Brief –
Rewrite every item below in full, keeping each request unchanged, and shift each x and y coordinate in the answers by adding 148 to it.

***

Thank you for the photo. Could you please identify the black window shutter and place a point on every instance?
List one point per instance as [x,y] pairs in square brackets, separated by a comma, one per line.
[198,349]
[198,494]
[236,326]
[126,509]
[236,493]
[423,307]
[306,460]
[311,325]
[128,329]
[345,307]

***

Exercise output –
Thank you for the photo. Could you please identify the black window shutter and place a point on every instance?
List one point per instance as [x,y] pairs in square brackets, separated by a comma, one per line.
[346,497]
[346,642]
[384,474]
[274,657]
[384,641]
[571,455]
[454,608]
[459,473]
[276,477]
[493,455]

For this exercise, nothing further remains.